Resume the news report on the coronavirus outbreak and the evacuation of Georgian citizens below, starting right after its last sentence.

(Page excerpt Opens)

Georgian Citizens Evacuated as China Death Toll Exceeds 360
The outbreak of the flu-like coronavirus has prompted various countries to impose travel restrictions, suspending all flights to/from mainland China, increasingly isolating the country of more than 1.3 billion people.
The WHO recommends introducing screening at border crossings, warning that travel bans are not as effective as they seem at hindering the spread of a virus and can make responding to an outbreak more challenging.
"Travel restrictions can cause more harm than good by hindering info-sharing, medical supply chains, and harming economies," the head of the WHO, Dr Tedros Adhanom Ghebreyesus, said on Friday.
Georgia has likewise suspended direct flights with China to prevent the spread of the virus. Turkey evacuated three Georgian citizens from the epicenter of the outbreak; France evacuated two. Those Georgian citizens will undergo a two-week quarantine before arriving in Georgia.
Many of the world’s leading infectious disease experts fear the coronavirus may make its way across the globe and become a pandemic, defined as an ongoing epidemic on several continents. Unlike its slow-moving cousin SARS, for instance, the Wuhan virus spreads rapidly and is highly transmissible.
Rapidly rising caseloads alarm researchers, with the overall death toll rising to at least 360 in China, and more that 2,000 new cases reported in the past 24 hours. During the SARS outbreak, 349 people died in mainland China.

(Page excerpt Closes)
(Given information Opens)

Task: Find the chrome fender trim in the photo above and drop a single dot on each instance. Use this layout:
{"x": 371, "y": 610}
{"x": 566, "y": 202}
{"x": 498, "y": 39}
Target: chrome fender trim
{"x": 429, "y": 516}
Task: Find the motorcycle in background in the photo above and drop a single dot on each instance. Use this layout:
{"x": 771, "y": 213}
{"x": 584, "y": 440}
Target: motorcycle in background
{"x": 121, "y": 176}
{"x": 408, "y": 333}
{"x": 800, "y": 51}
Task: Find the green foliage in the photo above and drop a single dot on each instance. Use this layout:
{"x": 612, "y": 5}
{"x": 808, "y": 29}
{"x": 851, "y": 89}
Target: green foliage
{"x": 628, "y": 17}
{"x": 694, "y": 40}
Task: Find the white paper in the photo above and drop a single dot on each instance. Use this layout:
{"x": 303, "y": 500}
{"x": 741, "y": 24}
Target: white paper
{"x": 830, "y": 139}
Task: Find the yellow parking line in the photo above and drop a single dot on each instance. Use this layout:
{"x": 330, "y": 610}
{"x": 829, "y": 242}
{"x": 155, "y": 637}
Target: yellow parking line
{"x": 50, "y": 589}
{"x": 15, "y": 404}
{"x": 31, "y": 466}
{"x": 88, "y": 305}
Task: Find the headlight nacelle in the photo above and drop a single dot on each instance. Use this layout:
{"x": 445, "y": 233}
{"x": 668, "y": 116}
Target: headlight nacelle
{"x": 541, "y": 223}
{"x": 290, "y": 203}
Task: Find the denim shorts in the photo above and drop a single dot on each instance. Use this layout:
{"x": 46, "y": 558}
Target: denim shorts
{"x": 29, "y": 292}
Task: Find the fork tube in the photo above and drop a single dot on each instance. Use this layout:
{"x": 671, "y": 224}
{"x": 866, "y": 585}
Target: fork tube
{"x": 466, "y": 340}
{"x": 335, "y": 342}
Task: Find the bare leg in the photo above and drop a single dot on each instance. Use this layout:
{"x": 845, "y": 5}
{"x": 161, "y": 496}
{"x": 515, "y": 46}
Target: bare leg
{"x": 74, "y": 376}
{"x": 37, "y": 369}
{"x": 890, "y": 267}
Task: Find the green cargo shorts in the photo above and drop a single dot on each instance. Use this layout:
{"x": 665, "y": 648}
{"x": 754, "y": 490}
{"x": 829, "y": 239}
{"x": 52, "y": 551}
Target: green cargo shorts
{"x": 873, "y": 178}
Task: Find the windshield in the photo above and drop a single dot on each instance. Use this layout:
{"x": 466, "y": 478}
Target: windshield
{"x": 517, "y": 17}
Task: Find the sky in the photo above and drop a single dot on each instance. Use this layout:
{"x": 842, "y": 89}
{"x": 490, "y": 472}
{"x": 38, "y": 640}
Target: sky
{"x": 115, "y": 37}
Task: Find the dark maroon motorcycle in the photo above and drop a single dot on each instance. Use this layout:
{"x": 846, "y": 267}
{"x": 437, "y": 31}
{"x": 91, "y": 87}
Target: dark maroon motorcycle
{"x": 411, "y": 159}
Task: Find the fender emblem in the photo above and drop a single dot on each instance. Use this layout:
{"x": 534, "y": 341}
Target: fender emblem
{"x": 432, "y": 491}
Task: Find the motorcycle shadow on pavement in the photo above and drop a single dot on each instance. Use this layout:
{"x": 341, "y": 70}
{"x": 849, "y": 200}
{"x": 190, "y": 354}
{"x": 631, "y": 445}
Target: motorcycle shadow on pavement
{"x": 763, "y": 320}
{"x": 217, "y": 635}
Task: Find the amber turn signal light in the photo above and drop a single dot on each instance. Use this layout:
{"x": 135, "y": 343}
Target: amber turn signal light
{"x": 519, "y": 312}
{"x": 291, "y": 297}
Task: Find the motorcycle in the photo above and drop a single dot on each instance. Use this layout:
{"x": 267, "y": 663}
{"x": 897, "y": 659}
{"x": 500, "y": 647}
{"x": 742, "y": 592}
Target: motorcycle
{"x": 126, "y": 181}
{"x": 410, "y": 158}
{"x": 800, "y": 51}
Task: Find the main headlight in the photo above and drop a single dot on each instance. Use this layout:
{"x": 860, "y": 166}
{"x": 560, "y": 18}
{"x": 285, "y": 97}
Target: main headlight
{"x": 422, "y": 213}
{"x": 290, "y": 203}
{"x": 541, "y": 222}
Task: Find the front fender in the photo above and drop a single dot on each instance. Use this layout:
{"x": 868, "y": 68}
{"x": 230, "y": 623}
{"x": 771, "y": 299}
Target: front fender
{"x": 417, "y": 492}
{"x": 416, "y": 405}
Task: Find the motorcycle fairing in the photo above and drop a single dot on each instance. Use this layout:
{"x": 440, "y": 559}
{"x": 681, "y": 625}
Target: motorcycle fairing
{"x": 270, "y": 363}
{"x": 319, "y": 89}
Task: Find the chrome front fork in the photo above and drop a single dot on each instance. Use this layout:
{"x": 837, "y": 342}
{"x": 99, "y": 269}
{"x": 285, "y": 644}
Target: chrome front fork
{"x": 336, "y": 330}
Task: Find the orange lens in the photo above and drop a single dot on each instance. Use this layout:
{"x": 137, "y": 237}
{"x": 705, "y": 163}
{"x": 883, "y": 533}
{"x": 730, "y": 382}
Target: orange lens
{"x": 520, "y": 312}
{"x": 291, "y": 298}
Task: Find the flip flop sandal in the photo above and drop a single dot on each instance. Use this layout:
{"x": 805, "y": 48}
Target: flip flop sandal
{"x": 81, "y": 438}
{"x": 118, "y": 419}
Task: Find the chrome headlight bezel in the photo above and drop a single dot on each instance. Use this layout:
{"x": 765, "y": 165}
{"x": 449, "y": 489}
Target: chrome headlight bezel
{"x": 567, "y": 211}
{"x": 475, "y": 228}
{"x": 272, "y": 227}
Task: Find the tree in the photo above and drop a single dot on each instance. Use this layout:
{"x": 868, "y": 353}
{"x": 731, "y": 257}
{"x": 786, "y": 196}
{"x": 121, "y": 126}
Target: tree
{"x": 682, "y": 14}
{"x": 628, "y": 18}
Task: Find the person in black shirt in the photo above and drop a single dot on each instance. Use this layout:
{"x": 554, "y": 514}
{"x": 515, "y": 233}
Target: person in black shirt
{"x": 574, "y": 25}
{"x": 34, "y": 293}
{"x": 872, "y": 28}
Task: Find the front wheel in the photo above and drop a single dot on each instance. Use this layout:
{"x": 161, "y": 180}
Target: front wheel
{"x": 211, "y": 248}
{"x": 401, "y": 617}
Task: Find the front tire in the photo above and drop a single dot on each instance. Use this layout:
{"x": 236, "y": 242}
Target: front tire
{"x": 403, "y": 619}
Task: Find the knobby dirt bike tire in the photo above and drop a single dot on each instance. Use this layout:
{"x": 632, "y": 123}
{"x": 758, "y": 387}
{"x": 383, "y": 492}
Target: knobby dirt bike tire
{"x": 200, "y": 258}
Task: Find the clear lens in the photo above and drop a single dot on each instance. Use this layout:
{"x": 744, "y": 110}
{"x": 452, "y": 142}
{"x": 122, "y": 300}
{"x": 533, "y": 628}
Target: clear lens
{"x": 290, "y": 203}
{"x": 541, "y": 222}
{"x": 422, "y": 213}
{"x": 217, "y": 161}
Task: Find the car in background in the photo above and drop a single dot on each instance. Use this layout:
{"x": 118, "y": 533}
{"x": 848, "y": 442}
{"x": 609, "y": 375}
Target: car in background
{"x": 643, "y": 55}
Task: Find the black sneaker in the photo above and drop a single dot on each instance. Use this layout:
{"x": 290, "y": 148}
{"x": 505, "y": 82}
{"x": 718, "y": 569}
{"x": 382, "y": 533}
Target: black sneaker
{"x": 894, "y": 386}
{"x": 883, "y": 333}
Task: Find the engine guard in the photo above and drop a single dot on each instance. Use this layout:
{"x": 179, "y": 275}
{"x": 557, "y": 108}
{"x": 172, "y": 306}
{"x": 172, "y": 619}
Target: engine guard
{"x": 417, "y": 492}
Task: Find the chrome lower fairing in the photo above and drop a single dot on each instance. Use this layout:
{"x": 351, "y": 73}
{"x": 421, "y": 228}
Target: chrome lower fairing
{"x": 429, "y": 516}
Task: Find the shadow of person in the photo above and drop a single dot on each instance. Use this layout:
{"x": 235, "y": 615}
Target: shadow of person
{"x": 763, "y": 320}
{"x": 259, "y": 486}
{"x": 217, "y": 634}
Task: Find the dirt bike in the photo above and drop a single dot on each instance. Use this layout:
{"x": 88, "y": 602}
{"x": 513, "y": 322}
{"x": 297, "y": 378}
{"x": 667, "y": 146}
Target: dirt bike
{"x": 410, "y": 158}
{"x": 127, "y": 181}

(Given information Closes)

**Answer to this task**
Yet health experts say they are encouraged by the steady rise in the number of recoveries and effective treatments that show that the new virus does not appear to be as deadly as SARS. SARS had a mortality rate of 9.6 %, while only about 2% of those infected with the coronavirus have died.
The vast majority of the cases are inside China. Other countries that have confirmed cases are: Hong Kong, Singapore, Thailand, Japan, Macau, Russia, France, the United States, Taiwan, Australia, Malaysia, South Korea, Germany, the United Arab Emirates, Vietnam, Italy, India, the Philippines, Nepal, Cambodia, Sri Lanka, Finland, Sweden, Spain, Canada and Britain.
Cases reported in Thailand, Taiwan, Vietnam, Germany, France, Japan and the United States involve patients who had not visited China.
The Georgian National Disease Control Center announced yesterday that no cases of coronavirus have been detected in Georgia so far.
“Georgia spares no efforts to prevent coronavirus. The health system of the country is in full readiness and is ready to provide the necessary treatment in compliance with modern standards even if the virus will spread”, the Center stated.